Extract to read:
┌──

Why do we age and is there anything we can do about it?
In the US we can expect to live to about 77 years old on average. Is this the best we can do? How much can we extend our lifespan? The oldest person on record lived to be 122 years old.
To answer these questions, we need to understand what happens to our bodies as we age. Are we programmed to live a certain number of years or do we wear out over time? These are two main theories of why we live as long as we do.
In the first, the idea is that our genes determine how long we live. We have a gene or some genes that tell our body how long it will live. If you could change that particular gene, we could live longer.
The second theory is that over time, our body and our DNA get damaged until we can no longer function properly. The idea here is that how long we last is really just a consequence of small changes in our DNA. These changes add up until the total amount of damage is too much to bear and we die.
It matters which theory is right, as it will determine how to push the limits of aging. For example, if how old we live is in our genes, then to increase our lifespan we may be able some day to change those genes. If on the other hand, our final age is based on the accumulated damage of a lifetime, then we could try to minimize that damage to live a longer life.
Which theory is right? Probably reality is a combination of these two ideas (plus some others we won't discuss). In the past decade, scientists have found evidence to support both theories.
Work in animals, in particular in worms, has shown that mutating certain genes can increase lifespan about 4-fold. For humans, that would translate to about 300 years old! These results would seem to support that there are genes that determine how long we live.
Of course, if those genes are involved in fixing the damage that comes with aging, then the data would support the second model. In the well-known human disease called Werner's syndrome, a mutated gene causes people to get older at a faster pace. The gene that is mutated is thought to be involved in DNA maintenance.
Other work shows that eating less increases how long animals will live. Although the reason for the increase in lifespan is unclear at this point, scientists have proposed that it has to do with decreasing DNA and cellular damage. Still other work suggests that cells can divide only a certain number of times. This is because of DNA at the end of chromosomes called telomeres that get shorter with each division. When they run out, the cell dies.

└──

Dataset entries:
┌──

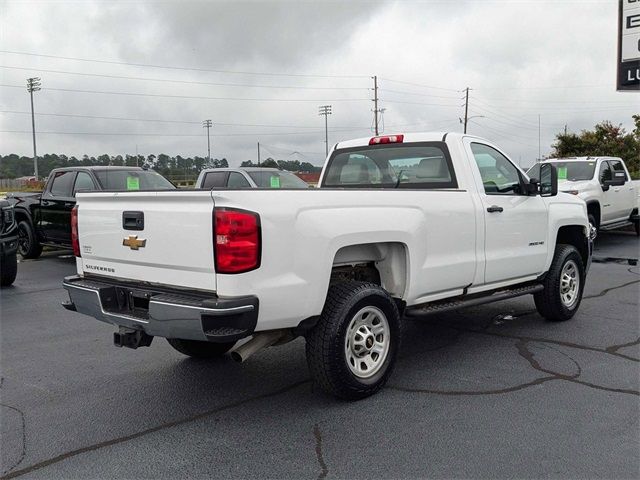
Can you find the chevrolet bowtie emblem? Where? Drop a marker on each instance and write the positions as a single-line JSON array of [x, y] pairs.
[[133, 242]]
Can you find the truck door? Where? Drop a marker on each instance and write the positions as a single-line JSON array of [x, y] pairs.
[[622, 197], [55, 208], [607, 214], [516, 224]]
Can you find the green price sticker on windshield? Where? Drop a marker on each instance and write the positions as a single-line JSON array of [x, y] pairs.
[[133, 183], [562, 173]]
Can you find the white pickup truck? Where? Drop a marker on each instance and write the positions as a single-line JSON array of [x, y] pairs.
[[402, 225], [604, 184]]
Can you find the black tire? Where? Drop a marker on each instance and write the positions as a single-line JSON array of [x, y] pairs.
[[28, 245], [196, 349], [549, 302], [8, 269], [592, 221], [327, 343]]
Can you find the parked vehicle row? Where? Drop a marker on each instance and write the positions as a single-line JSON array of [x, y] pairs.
[[45, 218], [409, 225], [604, 184]]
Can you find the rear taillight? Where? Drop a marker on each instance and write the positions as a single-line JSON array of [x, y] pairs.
[[386, 139], [75, 241], [236, 236]]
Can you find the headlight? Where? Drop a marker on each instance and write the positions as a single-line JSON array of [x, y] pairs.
[[7, 216]]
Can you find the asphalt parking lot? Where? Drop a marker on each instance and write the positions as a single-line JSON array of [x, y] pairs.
[[492, 391]]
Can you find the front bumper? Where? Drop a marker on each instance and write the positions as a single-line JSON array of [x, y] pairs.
[[163, 312], [8, 245]]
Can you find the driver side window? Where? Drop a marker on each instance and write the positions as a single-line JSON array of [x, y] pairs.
[[499, 175]]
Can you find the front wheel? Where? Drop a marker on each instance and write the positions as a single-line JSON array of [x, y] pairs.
[[352, 349], [197, 349], [28, 245], [563, 285], [8, 269]]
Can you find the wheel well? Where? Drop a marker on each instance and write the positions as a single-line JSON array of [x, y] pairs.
[[574, 235], [593, 208], [383, 263]]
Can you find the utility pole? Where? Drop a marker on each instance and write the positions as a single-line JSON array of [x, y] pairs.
[[33, 85], [326, 111], [207, 124], [376, 110], [466, 108], [539, 154]]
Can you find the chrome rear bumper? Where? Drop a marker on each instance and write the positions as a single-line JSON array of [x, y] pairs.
[[163, 312]]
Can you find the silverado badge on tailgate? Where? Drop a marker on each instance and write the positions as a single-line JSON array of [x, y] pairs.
[[134, 243]]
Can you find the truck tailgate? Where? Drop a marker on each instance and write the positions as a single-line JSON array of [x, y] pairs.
[[173, 247]]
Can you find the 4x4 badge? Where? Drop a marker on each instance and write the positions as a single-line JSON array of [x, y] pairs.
[[134, 243]]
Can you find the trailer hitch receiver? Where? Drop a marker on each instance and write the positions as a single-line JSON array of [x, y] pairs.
[[130, 338]]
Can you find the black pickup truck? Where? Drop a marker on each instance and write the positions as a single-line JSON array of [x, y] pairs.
[[8, 245], [45, 218]]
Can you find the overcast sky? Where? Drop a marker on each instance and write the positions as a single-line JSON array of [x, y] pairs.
[[259, 71]]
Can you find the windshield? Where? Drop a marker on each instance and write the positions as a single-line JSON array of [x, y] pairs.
[[277, 179], [124, 180], [402, 166], [572, 171]]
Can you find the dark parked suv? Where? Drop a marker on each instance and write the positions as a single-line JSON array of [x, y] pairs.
[[45, 218]]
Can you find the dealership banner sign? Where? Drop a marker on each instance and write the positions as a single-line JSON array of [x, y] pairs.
[[629, 45]]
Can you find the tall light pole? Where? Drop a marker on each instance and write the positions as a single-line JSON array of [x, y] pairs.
[[468, 119], [326, 111], [207, 124], [33, 85]]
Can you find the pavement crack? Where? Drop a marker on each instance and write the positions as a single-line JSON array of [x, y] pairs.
[[615, 348], [318, 436], [24, 439], [607, 290], [126, 438], [461, 393]]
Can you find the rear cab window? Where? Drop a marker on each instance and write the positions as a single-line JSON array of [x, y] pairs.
[[62, 183], [132, 180], [424, 165]]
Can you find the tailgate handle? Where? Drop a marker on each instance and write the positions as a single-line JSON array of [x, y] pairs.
[[133, 220]]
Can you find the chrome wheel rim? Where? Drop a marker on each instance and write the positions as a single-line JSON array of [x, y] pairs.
[[569, 284], [367, 342]]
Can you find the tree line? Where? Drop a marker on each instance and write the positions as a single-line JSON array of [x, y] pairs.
[[15, 166], [606, 139]]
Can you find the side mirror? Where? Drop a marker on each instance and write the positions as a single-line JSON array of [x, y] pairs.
[[548, 180]]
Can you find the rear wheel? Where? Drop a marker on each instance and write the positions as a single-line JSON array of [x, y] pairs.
[[563, 285], [28, 245], [352, 349], [196, 349], [8, 269]]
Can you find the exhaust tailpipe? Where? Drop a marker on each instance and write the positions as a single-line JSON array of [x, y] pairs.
[[259, 341]]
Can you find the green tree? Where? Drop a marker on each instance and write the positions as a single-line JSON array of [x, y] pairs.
[[606, 139]]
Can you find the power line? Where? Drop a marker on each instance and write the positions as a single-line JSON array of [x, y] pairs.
[[421, 103], [98, 117], [242, 99], [170, 67], [190, 82], [416, 84], [34, 85], [402, 92]]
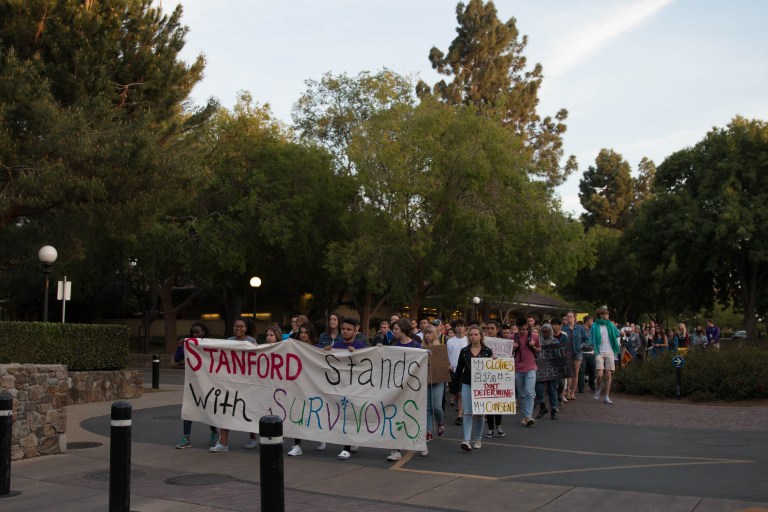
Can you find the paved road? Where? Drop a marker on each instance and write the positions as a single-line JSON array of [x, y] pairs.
[[635, 445]]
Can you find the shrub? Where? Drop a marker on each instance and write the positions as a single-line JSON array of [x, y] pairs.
[[737, 373], [80, 347]]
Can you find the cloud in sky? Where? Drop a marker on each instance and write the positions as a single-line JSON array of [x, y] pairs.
[[577, 46]]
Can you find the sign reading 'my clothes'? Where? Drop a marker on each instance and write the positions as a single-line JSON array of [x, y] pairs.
[[373, 397], [493, 385]]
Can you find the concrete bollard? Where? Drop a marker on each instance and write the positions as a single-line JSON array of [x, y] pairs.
[[6, 433], [120, 458], [271, 463], [155, 371]]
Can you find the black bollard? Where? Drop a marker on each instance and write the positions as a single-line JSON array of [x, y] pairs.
[[6, 432], [271, 461], [120, 458], [155, 371]]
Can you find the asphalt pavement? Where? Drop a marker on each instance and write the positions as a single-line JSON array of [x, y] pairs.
[[634, 455]]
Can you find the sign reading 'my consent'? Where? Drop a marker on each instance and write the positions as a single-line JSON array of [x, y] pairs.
[[370, 397]]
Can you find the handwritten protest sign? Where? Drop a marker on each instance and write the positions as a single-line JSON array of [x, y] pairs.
[[493, 385], [439, 367], [500, 347], [554, 362], [371, 397]]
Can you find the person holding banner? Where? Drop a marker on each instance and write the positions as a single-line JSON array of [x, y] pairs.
[[436, 389], [240, 330], [332, 332], [404, 338], [198, 330], [526, 346], [350, 343], [308, 335], [472, 423]]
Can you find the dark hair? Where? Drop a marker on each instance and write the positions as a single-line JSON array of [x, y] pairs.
[[328, 322], [351, 321], [405, 325], [202, 326], [311, 331]]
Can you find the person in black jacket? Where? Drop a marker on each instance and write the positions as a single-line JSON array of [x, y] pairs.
[[472, 424]]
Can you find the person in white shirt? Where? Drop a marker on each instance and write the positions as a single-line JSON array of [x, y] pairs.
[[454, 346]]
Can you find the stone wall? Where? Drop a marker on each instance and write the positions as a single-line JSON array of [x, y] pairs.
[[41, 393]]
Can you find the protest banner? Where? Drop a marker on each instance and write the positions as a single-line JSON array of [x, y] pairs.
[[554, 362], [500, 347], [439, 367], [493, 385], [373, 397]]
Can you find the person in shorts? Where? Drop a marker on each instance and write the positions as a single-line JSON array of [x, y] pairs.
[[605, 338]]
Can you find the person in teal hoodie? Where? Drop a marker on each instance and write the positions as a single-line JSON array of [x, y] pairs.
[[605, 338]]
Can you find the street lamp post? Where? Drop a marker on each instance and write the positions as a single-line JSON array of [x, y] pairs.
[[476, 301], [255, 283], [47, 256]]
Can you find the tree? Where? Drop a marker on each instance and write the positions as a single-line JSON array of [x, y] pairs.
[[709, 208], [332, 107], [489, 71], [91, 102], [462, 212], [607, 191]]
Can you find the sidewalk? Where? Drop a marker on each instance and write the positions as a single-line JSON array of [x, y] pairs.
[[78, 480]]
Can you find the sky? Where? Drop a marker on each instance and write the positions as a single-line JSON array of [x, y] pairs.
[[644, 78]]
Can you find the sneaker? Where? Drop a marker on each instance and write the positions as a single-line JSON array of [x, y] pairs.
[[219, 448]]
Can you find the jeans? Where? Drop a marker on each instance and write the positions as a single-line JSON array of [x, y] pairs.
[[551, 389], [435, 393], [473, 423], [588, 370], [525, 387]]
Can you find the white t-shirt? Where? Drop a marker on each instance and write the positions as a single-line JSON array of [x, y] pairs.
[[454, 346]]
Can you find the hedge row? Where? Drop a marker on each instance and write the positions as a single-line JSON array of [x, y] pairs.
[[81, 347], [739, 373]]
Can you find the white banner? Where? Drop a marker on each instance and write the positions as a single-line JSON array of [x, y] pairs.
[[493, 385], [373, 397]]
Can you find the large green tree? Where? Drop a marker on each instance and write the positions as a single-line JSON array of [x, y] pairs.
[[488, 69], [709, 210], [606, 191], [462, 212]]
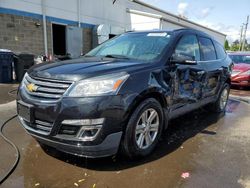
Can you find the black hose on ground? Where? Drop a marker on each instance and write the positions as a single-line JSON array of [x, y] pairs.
[[14, 165]]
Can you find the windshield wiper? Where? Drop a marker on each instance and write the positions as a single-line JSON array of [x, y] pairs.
[[116, 56]]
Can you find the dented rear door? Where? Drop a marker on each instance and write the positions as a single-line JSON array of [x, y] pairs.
[[212, 66]]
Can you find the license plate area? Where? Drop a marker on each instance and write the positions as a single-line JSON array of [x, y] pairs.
[[25, 111]]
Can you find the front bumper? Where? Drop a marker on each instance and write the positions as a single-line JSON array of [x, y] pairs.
[[106, 143], [240, 80], [108, 147]]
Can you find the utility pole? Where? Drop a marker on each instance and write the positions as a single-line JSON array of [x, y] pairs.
[[241, 32], [245, 32]]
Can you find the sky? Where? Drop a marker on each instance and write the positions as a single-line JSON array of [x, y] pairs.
[[226, 16]]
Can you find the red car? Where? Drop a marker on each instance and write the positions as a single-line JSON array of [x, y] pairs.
[[241, 71]]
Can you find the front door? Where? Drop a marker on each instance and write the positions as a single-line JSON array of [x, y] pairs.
[[188, 80], [213, 67]]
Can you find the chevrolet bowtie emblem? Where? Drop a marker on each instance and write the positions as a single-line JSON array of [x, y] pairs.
[[31, 87]]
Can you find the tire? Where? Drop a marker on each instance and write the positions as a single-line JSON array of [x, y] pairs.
[[140, 127], [220, 104]]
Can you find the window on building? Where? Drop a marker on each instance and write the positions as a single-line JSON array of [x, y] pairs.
[[221, 54], [207, 49], [59, 39]]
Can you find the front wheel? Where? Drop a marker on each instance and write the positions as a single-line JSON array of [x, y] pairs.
[[143, 130]]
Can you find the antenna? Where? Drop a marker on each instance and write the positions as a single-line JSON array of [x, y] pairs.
[[244, 37]]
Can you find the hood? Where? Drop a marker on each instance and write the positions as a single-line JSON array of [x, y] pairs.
[[241, 67], [82, 68]]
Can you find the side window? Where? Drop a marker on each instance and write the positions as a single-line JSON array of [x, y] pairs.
[[188, 45], [207, 49], [221, 54]]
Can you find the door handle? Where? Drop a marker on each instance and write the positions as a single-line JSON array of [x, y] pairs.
[[201, 72]]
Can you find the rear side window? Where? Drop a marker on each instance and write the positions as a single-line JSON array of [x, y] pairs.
[[221, 54], [207, 49], [188, 45]]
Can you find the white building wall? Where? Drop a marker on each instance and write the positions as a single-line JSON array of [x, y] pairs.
[[97, 12]]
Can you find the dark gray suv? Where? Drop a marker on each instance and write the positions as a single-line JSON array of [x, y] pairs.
[[123, 93]]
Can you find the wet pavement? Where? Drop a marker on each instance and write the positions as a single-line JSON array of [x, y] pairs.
[[212, 150]]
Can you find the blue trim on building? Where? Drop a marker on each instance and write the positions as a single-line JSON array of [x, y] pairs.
[[39, 16]]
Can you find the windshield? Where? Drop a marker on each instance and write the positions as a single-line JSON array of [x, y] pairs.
[[240, 58], [138, 46]]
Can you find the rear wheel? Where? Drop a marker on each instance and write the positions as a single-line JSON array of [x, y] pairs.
[[143, 130], [221, 102]]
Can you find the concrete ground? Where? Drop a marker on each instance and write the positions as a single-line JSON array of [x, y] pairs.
[[200, 149]]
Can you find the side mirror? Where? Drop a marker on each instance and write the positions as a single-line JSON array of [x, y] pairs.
[[181, 58]]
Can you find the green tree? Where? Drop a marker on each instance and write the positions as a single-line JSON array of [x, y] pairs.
[[226, 45]]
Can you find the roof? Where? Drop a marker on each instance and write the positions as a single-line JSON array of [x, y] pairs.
[[240, 53], [173, 15], [172, 30]]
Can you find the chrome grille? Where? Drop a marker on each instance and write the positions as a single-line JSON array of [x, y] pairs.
[[44, 88]]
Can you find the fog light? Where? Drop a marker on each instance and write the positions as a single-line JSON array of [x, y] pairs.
[[84, 121], [89, 133]]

└──

Required work:
a - According to the piece on aging, about how much can mutating certain genes in worms increase their lifespan?
b - Copy word for word the part of the piece on aging that starts at the words "Which theory is right?" and ends after "in DNA maintenance.".

Results for the exercise:
a - About 4-fold.

b -
Which theory is right? Probably reality is a combination of these two ideas (plus some others we won't discuss). In the past decade, scientists have found evidence to support both theories.
Work in animals, in particular in worms, has shown that mutating certain genes can increase lifespan about 4-fold. For humans, that would translate to about 300 years old! These results would seem to support that there are genes that determine how long we live.
Of course, if those genes are involved in fixing the damage that comes with aging, then the data would support the second model. In the well-known human disease called Werner's syndrome, a mutated gene causes people to get older at a faster pace. The gene that is mutated is thought to be involved in DNA maintenance.